--- START OF Source data ---

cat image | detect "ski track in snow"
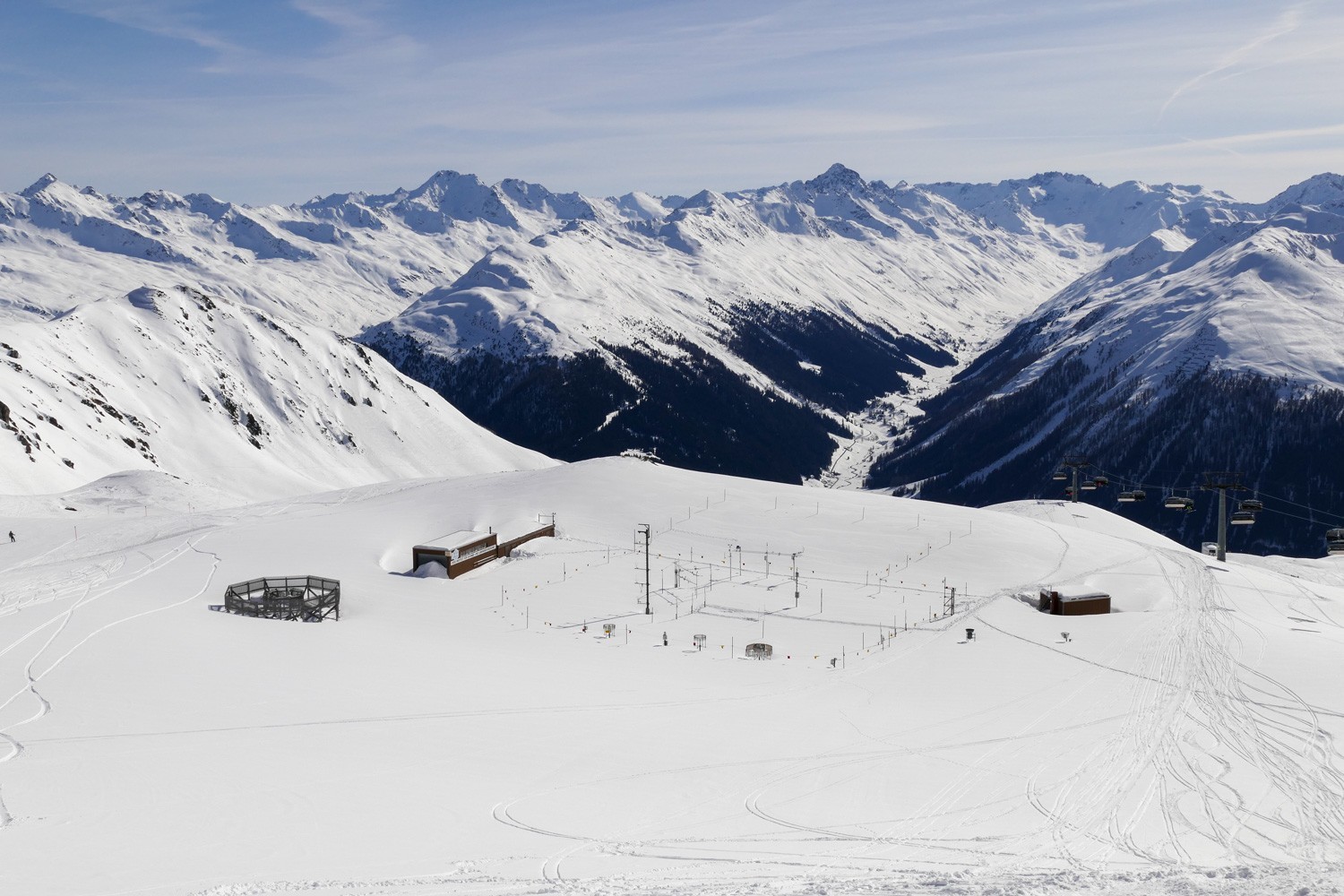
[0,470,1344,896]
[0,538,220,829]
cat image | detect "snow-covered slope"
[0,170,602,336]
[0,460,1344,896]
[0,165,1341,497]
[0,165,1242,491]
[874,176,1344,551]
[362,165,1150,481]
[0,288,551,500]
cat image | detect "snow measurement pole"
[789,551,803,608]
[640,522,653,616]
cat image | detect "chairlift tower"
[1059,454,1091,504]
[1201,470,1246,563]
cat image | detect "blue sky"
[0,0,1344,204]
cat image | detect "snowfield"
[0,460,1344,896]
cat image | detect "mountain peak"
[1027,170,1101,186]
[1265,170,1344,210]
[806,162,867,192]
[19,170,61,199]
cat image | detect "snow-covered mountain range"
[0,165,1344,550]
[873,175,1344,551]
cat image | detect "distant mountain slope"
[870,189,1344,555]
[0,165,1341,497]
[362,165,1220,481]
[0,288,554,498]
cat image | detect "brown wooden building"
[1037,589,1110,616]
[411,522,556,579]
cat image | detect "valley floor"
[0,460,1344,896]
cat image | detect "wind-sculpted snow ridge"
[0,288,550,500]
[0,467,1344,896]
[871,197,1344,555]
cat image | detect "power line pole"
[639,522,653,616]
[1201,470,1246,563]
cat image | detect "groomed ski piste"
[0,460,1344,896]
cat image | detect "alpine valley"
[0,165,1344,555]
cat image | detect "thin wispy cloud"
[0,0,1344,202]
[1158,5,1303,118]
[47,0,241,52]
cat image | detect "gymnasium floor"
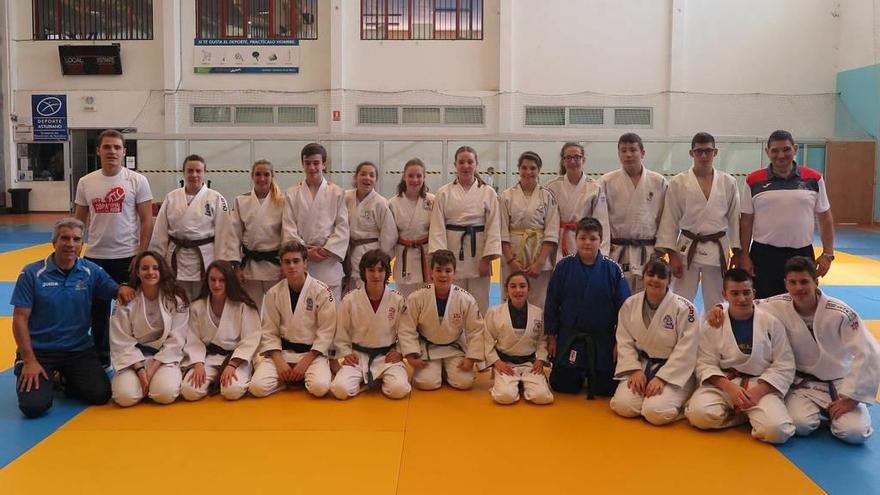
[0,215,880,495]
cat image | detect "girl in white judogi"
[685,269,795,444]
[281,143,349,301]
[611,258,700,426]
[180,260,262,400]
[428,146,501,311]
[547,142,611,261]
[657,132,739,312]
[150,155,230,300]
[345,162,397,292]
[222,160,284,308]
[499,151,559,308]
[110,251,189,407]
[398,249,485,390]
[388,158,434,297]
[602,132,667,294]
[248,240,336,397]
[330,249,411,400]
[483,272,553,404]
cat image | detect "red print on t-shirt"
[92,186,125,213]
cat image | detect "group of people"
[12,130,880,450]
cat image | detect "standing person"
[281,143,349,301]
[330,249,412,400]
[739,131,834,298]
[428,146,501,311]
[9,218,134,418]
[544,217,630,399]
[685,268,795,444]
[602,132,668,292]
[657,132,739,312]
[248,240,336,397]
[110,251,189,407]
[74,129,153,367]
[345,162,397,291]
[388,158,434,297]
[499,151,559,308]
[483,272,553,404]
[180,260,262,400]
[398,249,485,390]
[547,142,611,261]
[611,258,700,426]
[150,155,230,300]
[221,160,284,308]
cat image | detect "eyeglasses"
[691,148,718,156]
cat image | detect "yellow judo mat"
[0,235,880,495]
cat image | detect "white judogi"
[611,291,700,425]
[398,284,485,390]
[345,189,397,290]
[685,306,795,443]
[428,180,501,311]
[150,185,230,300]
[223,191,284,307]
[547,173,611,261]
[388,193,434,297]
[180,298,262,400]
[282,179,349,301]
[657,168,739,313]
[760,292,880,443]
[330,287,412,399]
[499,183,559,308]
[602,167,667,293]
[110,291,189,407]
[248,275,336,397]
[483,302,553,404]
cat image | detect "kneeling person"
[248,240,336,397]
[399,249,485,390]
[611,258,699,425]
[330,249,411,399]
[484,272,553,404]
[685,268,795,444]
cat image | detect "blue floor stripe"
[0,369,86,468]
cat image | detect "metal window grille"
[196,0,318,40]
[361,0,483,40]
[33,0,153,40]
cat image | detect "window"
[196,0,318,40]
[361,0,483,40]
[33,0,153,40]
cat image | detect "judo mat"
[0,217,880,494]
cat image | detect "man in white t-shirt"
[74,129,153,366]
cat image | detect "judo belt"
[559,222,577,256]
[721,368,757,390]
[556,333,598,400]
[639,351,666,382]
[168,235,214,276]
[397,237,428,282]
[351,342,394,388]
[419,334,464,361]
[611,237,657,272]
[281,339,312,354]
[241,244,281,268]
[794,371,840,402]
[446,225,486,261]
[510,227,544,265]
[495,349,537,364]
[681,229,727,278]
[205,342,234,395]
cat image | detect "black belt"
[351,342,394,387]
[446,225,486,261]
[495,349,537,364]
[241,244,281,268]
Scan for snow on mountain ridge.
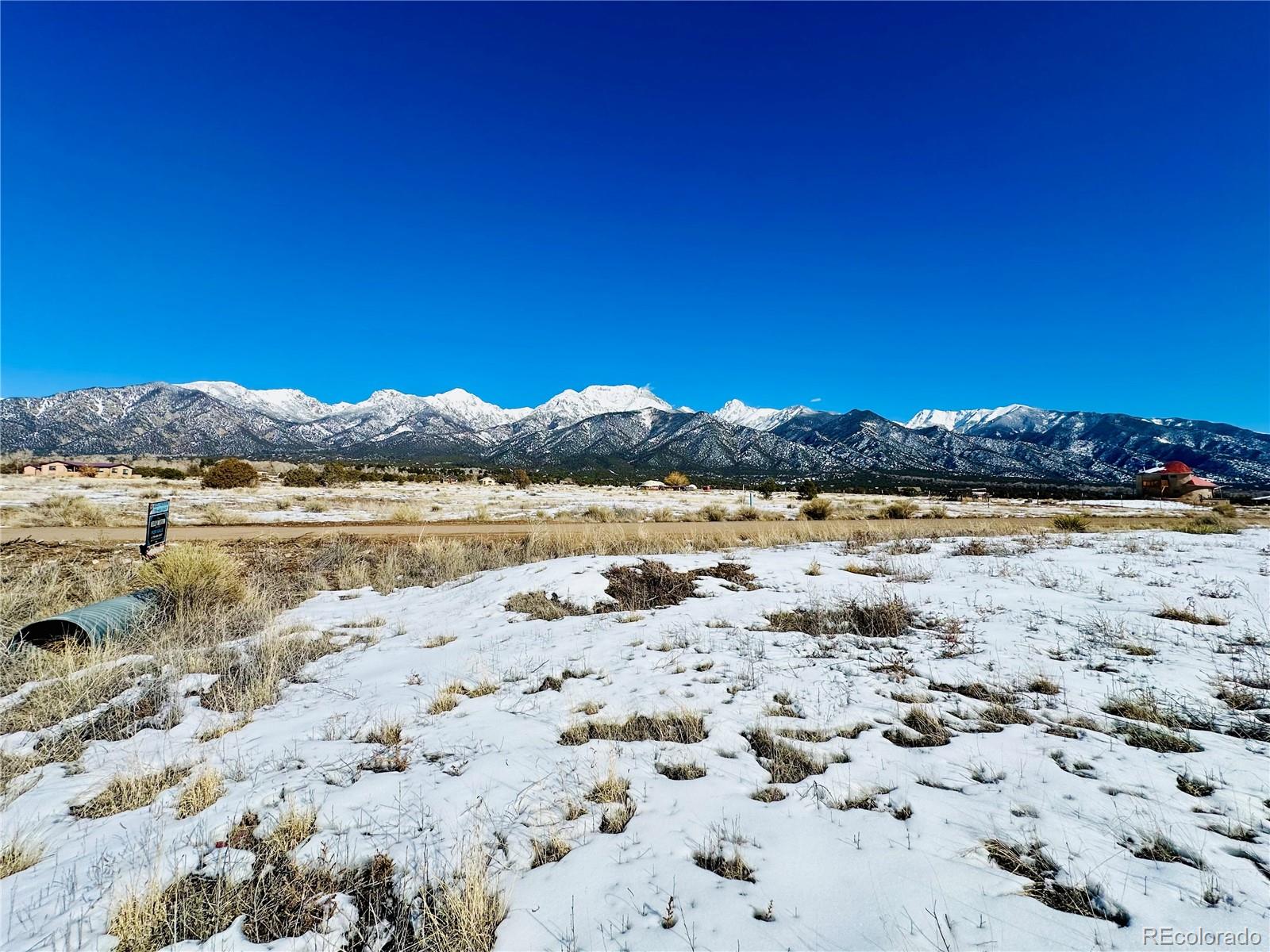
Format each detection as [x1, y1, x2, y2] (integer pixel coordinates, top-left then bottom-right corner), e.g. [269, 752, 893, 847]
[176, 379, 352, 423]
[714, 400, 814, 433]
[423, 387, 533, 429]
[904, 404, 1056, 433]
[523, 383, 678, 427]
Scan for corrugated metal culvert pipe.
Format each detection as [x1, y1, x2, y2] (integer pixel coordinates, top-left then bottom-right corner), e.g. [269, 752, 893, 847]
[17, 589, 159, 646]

--- END OF Source data ---

Exercise objective
Copy each line of all the items above as a numbered list, leaving out blank lines and the pictures.

Worked answer
1. cat image | detect "ski track in snow"
2. [0,470,1344,896]
3. [0,538,220,829]
4. cat image | detect "snow-covered slope"
5. [0,170,602,336]
6. [0,460,1344,896]
7. [0,165,1341,497]
8. [0,165,1242,491]
9. [874,176,1344,551]
10. [362,165,1150,481]
11. [0,288,551,500]
12. cat image | detect "snow measurement pole"
13. [789,551,803,608]
14. [640,522,653,616]
15. cat image | detect "chairlift tower"
16. [1059,454,1091,504]
17. [1201,470,1246,563]
18. cat image | detect "blue sky"
19. [0,0,1344,204]
20. cat image | detect "snowfield"
21. [0,460,1344,896]
22. cat image | detect "mountain peak"
23. [1027,170,1101,186]
24. [1265,170,1344,210]
25. [806,162,867,192]
26. [19,170,61,199]
27. cat image | detect "snow-covered mountain range"
28. [0,165,1344,550]
29. [873,175,1344,551]
30. cat image | detect "distant mountain slope"
31. [870,189,1344,555]
32. [0,165,1341,497]
33. [362,165,1220,481]
34. [0,288,554,498]
35. cat image | detect "brown wooden building"
36. [1037,589,1110,616]
37. [411,522,556,579]
38. cat image | detect "valley floor"
39. [0,460,1344,896]
40. cat image | detect "wind-sculpted snow ridge"
41. [0,288,550,500]
42. [0,467,1344,896]
43. [871,197,1344,555]
44. cat image | detect "power line pole"
45. [639,522,653,616]
46. [1201,470,1246,563]
47. cat image | detect "groomed ski piste"
48. [0,460,1344,896]
49. cat image | detect "alpine valley"
50. [0,165,1344,555]
51. cat image | detect "thin wispy cloud"
52. [0,0,1344,202]
53. [1158,5,1303,118]
54. [47,0,241,52]
55. cat image | detect "gymnasium floor"
56. [0,215,880,495]
57. cat image | detect "girl in white judogi"
58. [685,269,795,444]
59. [281,143,349,301]
60. [611,258,700,426]
61. [180,260,262,400]
62. [428,146,501,311]
63. [547,142,611,261]
64. [657,132,739,312]
65. [150,155,230,300]
66. [345,162,397,292]
67. [222,160,284,308]
68. [499,151,559,308]
69. [110,251,189,407]
70. [398,249,485,390]
71. [388,158,434,297]
72. [602,132,667,294]
73. [248,240,336,397]
74. [330,249,411,400]
75. [483,272,553,404]
76. cat image | detect "red print on t-shirt"
77. [92,186,125,213]
78. cat image | detect "group of people"
79. [12,130,880,450]
80. cat image | detect "standing person"
81. [281,143,349,301]
82. [330,249,412,400]
83. [739,131,834,298]
84. [428,146,501,311]
85. [9,218,134,418]
86. [544,217,630,399]
87. [685,268,795,444]
88. [602,132,668,292]
89. [657,132,739,312]
90. [248,240,336,397]
91. [110,251,189,407]
92. [74,129,153,367]
93. [345,162,397,291]
94. [388,158,434,297]
95. [499,151,559,308]
96. [483,272,553,404]
97. [180,260,262,400]
98. [398,249,485,390]
99. [547,142,611,261]
100. [611,258,700,426]
101. [150,155,230,300]
102. [221,160,284,308]
103. cat image | detect "eyeglasses"
104. [691,148,718,156]
105. cat image | detect "yellow judo mat"
106. [0,235,880,495]
107. cat image | detect "white judogi"
108. [611,291,700,425]
109. [398,284,485,390]
110. [345,189,397,290]
111. [685,306,795,443]
112. [428,180,501,311]
113. [150,185,230,300]
114. [223,191,284,307]
115. [547,173,611,261]
116. [388,193,434,297]
117. [180,298,262,400]
118. [282,179,349,301]
119. [657,168,739,313]
120. [760,292,880,443]
121. [330,287,412,399]
122. [499,183,559,308]
123. [602,167,667,293]
124. [110,291,189,407]
125. [248,275,336,397]
126. [483,302,553,404]
127. cat image | detect "kneeling person"
128. [248,240,336,397]
129. [399,249,485,390]
130. [611,258,699,425]
131. [330,249,411,399]
132. [484,272,553,404]
133. [685,268,795,444]
134. cat image | detect "blue floor stripe"
135. [0,369,86,468]
136. cat image | detect "metal window grille"
137. [196,0,318,40]
138. [361,0,483,40]
139. [33,0,153,40]
140. cat image | detect "window"
141. [196,0,318,40]
142. [361,0,483,40]
143. [33,0,153,40]
144. cat image | detect "judo mat"
145. [0,217,880,494]
146. cat image | detect "man in white t-shirt"
147. [74,129,153,366]
148. cat image | detect "judo belt"
149. [559,222,577,256]
150. [721,368,757,390]
151. [556,333,598,400]
152. [639,351,666,382]
153. [168,235,214,276]
154. [397,237,428,282]
155. [351,342,394,388]
156. [419,334,464,361]
157. [611,237,657,272]
158. [281,339,312,354]
159. [241,244,281,268]
160. [794,371,840,402]
161. [446,225,486,261]
162. [510,227,544,265]
163. [495,349,537,364]
164. [681,229,727,278]
165. [205,342,234,395]
166. cat image | detect "black belt"
167. [351,342,394,387]
168. [446,225,486,261]
169. [495,349,537,364]
170. [241,244,281,268]
171. Scan for snow on mountain ridge.
172. Format each detection as [x1, y1, x2, y2] (integer pixel coordinates, top-left then bottom-right corner), e.g. [269, 752, 893, 847]
173. [176, 379, 352, 423]
174. [714, 400, 814, 433]
175. [423, 387, 533, 429]
176. [904, 404, 1056, 433]
177. [523, 383, 678, 427]
178. Scan for corrugated metal culvert pipe.
179. Format each detection as [x1, y1, x2, y2] (integer pixel coordinates, top-left then bottom-right corner), e.g. [269, 752, 893, 847]
180. [17, 589, 159, 646]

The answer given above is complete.